# Java Fern ruin my Zavlar tank ?



## -DC- (Apr 21, 2010)

So i usually don’t bother with plant's but now that the local PU has some java fern in I'm planning to pick some up, i have a very large log with fairly soft bog wood in my 240g Plywood tank that i plan to root it too and let it carpet it over, 

My worry is that I’ve read this stuff will attach to almost any surface, I'm sure it will grow on my tank walls as they are Zavlar, at first i thought that would be really neat a tank with walls of fern, but I have no idea how this will affect the zavlar (rubber paint), do java ferns just grab on, or will they dig in and weaken my seal ?

anyone know ? I don’t want to plant them on the log and then when they pop up on the wall find out my tanks ruined! but if they simply hold on then i likely will buy more and plant it on the walls to encourage the process.



Also while I’m at it, when seeding the log, is a particular place best to start ? like should i seed the bottom edges and let it climb up or the top and climb down ? does it have tendency to climb up vs down ?


-DC-


----------



## 2wheelsx2 (Apr 21, 2010)

I don't know about the Zavlar, but they will grow "in". ie, the rhizome will dig into the wood to attach themselves. But I expect if you keep it away from the walls of the tank you shouldn't have a problem. They take time to root, so as long as it's not in contact for extended periods you should be fine.

As for growth, like most plants, they want to go to the light, so in general, they propagate upwards first and then sideways when there is no more space.


----------



## EDGE (Aug 24, 2010)

java fern can wrap around anything. I had mine growing on a piece of smooth plastic filter intake pipe, unintentionally. Usually they just grab on to the item. There are always exception to the case with plants and their growth habit.


----------



## Chronick (Apr 27, 2010)

it won't dig in but it will grow on and grab anything. I know you can grown java ferns on plastic ornaments and they don't root in the ornament itself. Should be fine


----------

(Dataset rows showing where objects appear)
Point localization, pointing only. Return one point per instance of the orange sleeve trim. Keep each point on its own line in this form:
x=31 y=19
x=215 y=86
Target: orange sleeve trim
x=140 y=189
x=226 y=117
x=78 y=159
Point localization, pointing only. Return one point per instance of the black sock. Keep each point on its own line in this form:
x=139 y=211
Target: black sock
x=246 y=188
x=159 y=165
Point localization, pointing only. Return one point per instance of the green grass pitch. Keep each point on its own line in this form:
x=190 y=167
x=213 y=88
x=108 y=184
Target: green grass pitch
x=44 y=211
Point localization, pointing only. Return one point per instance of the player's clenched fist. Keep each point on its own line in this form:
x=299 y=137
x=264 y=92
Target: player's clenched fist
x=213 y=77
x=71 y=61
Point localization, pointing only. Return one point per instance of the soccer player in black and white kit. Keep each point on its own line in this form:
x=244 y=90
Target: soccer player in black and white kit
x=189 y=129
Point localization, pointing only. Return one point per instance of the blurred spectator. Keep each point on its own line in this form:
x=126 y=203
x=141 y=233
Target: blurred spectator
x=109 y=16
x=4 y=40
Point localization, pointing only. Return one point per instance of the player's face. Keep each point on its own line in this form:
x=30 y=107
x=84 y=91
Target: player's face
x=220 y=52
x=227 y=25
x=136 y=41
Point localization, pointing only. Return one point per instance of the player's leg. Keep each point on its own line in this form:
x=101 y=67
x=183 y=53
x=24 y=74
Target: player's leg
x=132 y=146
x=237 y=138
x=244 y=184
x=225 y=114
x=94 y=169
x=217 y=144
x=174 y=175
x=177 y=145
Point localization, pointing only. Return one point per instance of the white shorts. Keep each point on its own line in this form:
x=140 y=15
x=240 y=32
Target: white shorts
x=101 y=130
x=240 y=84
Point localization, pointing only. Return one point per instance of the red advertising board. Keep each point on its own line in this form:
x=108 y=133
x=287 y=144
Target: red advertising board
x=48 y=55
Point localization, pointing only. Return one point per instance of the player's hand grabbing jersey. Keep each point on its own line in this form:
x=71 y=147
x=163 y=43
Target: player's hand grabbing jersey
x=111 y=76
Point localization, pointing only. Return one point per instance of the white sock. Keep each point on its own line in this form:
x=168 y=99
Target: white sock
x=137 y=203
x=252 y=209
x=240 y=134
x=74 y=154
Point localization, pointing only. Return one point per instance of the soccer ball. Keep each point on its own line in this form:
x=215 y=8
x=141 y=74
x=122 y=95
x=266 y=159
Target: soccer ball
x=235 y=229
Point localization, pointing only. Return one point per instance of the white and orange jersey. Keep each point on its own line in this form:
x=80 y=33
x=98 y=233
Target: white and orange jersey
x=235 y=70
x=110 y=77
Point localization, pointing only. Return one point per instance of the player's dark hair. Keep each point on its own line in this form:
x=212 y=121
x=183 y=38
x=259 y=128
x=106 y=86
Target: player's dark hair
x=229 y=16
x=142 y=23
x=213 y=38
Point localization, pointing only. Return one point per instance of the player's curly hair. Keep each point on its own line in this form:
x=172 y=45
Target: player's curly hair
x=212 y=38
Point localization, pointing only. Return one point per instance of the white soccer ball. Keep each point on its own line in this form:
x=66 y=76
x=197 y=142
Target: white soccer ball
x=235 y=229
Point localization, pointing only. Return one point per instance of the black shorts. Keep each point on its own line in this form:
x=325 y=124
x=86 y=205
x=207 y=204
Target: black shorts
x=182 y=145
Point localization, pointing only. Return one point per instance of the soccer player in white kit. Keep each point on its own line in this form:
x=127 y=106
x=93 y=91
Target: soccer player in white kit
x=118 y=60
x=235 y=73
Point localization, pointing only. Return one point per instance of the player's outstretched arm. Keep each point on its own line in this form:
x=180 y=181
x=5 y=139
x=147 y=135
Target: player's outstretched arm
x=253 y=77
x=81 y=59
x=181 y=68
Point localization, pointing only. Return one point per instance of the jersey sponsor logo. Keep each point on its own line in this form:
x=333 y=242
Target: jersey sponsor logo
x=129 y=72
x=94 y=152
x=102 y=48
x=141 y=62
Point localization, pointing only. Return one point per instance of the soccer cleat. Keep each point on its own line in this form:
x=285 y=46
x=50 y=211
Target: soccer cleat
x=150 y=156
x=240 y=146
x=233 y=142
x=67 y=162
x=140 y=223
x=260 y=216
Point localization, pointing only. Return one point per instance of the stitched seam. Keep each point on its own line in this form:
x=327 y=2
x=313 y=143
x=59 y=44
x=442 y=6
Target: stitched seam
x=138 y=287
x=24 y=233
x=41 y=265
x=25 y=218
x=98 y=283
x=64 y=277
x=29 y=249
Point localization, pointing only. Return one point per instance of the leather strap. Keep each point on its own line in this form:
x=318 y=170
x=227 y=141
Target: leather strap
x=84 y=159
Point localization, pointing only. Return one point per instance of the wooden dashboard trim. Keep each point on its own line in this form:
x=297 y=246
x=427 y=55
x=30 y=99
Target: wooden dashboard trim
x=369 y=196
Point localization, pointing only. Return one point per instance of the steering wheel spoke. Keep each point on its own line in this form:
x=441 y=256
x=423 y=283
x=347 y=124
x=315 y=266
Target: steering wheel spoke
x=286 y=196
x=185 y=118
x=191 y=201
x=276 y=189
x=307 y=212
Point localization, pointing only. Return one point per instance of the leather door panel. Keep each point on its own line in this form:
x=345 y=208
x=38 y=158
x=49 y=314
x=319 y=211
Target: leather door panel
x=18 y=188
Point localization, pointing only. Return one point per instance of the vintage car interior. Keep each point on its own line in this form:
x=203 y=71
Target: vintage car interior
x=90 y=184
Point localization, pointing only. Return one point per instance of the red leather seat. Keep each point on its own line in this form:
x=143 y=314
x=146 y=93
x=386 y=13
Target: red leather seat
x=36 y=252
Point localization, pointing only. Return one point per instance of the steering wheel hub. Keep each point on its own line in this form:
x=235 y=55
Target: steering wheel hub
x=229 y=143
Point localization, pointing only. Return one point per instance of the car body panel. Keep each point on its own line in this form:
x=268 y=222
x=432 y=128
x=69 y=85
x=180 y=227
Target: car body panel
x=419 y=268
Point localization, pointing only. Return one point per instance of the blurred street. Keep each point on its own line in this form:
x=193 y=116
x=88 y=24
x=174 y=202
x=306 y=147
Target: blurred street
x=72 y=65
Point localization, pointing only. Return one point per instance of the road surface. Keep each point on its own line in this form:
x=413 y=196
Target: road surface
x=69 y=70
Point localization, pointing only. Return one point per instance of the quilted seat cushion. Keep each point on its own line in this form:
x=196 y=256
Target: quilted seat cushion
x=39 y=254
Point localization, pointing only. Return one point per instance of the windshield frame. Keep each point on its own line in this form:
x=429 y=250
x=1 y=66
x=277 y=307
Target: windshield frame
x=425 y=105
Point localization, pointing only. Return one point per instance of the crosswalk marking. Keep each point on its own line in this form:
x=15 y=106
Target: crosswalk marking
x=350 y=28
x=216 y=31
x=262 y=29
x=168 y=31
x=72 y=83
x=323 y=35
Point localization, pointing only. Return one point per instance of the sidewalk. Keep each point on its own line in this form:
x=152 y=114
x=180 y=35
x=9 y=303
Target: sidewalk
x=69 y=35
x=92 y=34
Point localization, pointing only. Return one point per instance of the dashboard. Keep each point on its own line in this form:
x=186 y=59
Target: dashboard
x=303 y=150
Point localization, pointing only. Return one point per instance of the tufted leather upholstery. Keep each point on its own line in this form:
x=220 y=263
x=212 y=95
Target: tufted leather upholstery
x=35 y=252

TASK LIST:
#1 In the java fern thread, what did EDGE's fern end up growing on unintentionally?
#2 Condense the paragraph of the java fern thread that begins "I don't know about the Zavlar" into a short bulleted list that keeps its main facts.

COMPLETED EXERCISE:
#1 A piece of smooth plastic filter intake pipe.

#2
- The writer is unsure about Zavlar, but java fern grows "in": its rhizome digs into wood to attach.
- Keeping the fern away from the tank walls should prevent problems.
- The fern takes time to root, so contact that isn't prolonged should be fine.